WHAT THE EXERCISE ASKS
Write out every line of the material below as a numbered list, skipping any blank lines.
- - - - -
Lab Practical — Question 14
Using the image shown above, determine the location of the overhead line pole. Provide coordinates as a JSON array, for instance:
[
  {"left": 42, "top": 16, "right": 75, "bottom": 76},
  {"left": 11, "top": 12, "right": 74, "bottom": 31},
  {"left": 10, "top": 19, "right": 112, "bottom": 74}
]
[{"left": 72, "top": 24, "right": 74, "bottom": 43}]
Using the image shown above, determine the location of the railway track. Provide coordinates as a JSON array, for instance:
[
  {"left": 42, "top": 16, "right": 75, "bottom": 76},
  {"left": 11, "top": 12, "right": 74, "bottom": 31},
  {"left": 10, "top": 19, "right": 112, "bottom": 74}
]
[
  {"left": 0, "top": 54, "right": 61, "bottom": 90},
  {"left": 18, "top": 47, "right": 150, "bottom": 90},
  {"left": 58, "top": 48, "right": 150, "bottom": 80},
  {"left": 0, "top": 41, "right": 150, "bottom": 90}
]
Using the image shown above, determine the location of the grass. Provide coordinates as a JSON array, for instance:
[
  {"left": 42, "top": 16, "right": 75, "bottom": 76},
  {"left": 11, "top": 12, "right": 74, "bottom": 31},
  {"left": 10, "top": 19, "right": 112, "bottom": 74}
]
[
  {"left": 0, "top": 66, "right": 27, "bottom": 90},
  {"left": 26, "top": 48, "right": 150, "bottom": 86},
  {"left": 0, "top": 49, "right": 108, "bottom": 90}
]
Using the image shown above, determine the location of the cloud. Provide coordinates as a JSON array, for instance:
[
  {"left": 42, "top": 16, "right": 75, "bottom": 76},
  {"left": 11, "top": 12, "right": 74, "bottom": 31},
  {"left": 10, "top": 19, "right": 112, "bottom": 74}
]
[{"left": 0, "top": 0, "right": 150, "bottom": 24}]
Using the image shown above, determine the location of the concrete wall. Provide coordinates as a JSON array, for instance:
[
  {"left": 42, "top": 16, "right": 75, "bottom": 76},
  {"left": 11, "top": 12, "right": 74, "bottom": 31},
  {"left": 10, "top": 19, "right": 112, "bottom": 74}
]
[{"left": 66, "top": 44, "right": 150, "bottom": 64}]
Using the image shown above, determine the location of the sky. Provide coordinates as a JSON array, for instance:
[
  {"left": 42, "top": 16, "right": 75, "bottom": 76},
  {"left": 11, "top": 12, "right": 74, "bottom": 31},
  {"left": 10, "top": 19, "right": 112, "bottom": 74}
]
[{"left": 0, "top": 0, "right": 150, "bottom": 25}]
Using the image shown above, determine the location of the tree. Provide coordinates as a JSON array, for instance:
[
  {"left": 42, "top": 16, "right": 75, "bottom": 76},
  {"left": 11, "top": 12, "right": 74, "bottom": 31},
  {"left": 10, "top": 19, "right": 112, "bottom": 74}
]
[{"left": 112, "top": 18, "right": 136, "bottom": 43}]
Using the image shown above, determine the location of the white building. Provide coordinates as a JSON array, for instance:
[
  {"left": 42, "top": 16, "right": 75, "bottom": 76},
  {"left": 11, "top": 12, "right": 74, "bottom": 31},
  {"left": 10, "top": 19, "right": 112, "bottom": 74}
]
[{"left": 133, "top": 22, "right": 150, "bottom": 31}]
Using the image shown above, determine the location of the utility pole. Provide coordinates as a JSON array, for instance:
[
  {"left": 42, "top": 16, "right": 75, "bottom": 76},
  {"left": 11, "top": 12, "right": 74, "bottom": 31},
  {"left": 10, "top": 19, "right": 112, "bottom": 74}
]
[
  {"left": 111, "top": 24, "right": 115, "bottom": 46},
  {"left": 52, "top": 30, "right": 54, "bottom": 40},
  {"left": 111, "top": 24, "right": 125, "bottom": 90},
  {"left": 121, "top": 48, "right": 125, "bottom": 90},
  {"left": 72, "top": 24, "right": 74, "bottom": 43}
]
- - - - -
COMPLETE OUTPUT
1. Lab Practical — Question 14
2. Using the image shown above, determine the location of the overhead line pole. Provide coordinates as a JSON array, for instance:
3. [
4.   {"left": 42, "top": 16, "right": 75, "bottom": 76},
5.   {"left": 11, "top": 12, "right": 74, "bottom": 31},
6.   {"left": 10, "top": 19, "right": 112, "bottom": 74}
7. ]
8. [{"left": 72, "top": 24, "right": 74, "bottom": 43}]
9. Using the image shown above, determine the location of the railway track. Provide coordinates as a JSON array, for instance:
10. [
11.   {"left": 42, "top": 16, "right": 75, "bottom": 76},
12.   {"left": 11, "top": 12, "right": 74, "bottom": 31},
13.   {"left": 10, "top": 19, "right": 112, "bottom": 74}
14. ]
15. [
16.   {"left": 0, "top": 54, "right": 61, "bottom": 90},
17.   {"left": 18, "top": 47, "right": 150, "bottom": 90},
18.   {"left": 58, "top": 48, "right": 150, "bottom": 80},
19.   {"left": 0, "top": 41, "right": 150, "bottom": 90}
20. ]
21. Using the image shown above, determine the location of the grass. Provide coordinates as a JSON array, for instance:
22. [
23.   {"left": 42, "top": 16, "right": 75, "bottom": 76},
24.   {"left": 11, "top": 12, "right": 74, "bottom": 31},
25.   {"left": 10, "top": 19, "right": 112, "bottom": 74}
26. ]
27. [
28.   {"left": 0, "top": 66, "right": 27, "bottom": 90},
29.   {"left": 26, "top": 48, "right": 150, "bottom": 86},
30.   {"left": 0, "top": 49, "right": 108, "bottom": 90}
31. ]
32. Using the image shown above, determine the location of the cloud. Provide coordinates as a JSON array, for instance:
33. [
34.   {"left": 42, "top": 16, "right": 75, "bottom": 76},
35.   {"left": 11, "top": 12, "right": 74, "bottom": 31},
36.   {"left": 10, "top": 19, "right": 112, "bottom": 74}
37. ]
38. [{"left": 0, "top": 0, "right": 150, "bottom": 24}]
39. Using the image shown above, determine the location of the concrete wall. Provide coordinates as a JSON array, for instance:
40. [
41.   {"left": 42, "top": 16, "right": 75, "bottom": 76},
42.   {"left": 11, "top": 12, "right": 74, "bottom": 31},
43.   {"left": 10, "top": 19, "right": 112, "bottom": 74}
44. ]
45. [{"left": 66, "top": 44, "right": 150, "bottom": 64}]
46. Using the image shown above, determine the location of the sky. Provide coordinates as a JSON array, for instance:
47. [
48.   {"left": 42, "top": 16, "right": 75, "bottom": 76},
49.   {"left": 11, "top": 12, "right": 74, "bottom": 31},
50.   {"left": 10, "top": 19, "right": 112, "bottom": 74}
51. ]
52. [{"left": 0, "top": 0, "right": 150, "bottom": 25}]
53. Using the image shown above, determine the location of the tree. Provide coordinates as a JSON array, for instance:
54. [
55.   {"left": 42, "top": 16, "right": 75, "bottom": 76},
56.   {"left": 11, "top": 12, "right": 74, "bottom": 31},
57.   {"left": 10, "top": 19, "right": 112, "bottom": 74}
58. ]
59. [{"left": 112, "top": 18, "right": 136, "bottom": 43}]
60. Using the image shown above, determine the location of the white building. Provide coordinates as a JSON array, for instance:
61. [
62.   {"left": 42, "top": 16, "right": 75, "bottom": 76},
63.   {"left": 11, "top": 12, "right": 74, "bottom": 31},
64.   {"left": 10, "top": 19, "right": 112, "bottom": 74}
65. ]
66. [{"left": 133, "top": 22, "right": 150, "bottom": 31}]
67. Using the image shown above, determine the location of the utility pole. Provide coordinates as a JSON array, for instance:
68. [
69.   {"left": 42, "top": 16, "right": 75, "bottom": 76},
70.   {"left": 11, "top": 12, "right": 74, "bottom": 31},
71.   {"left": 10, "top": 19, "right": 112, "bottom": 74}
72. ]
73. [
74.   {"left": 111, "top": 24, "right": 115, "bottom": 46},
75.   {"left": 52, "top": 30, "right": 54, "bottom": 40},
76.   {"left": 111, "top": 24, "right": 125, "bottom": 90},
77.   {"left": 121, "top": 48, "right": 125, "bottom": 90},
78.   {"left": 72, "top": 24, "right": 74, "bottom": 43}
79. ]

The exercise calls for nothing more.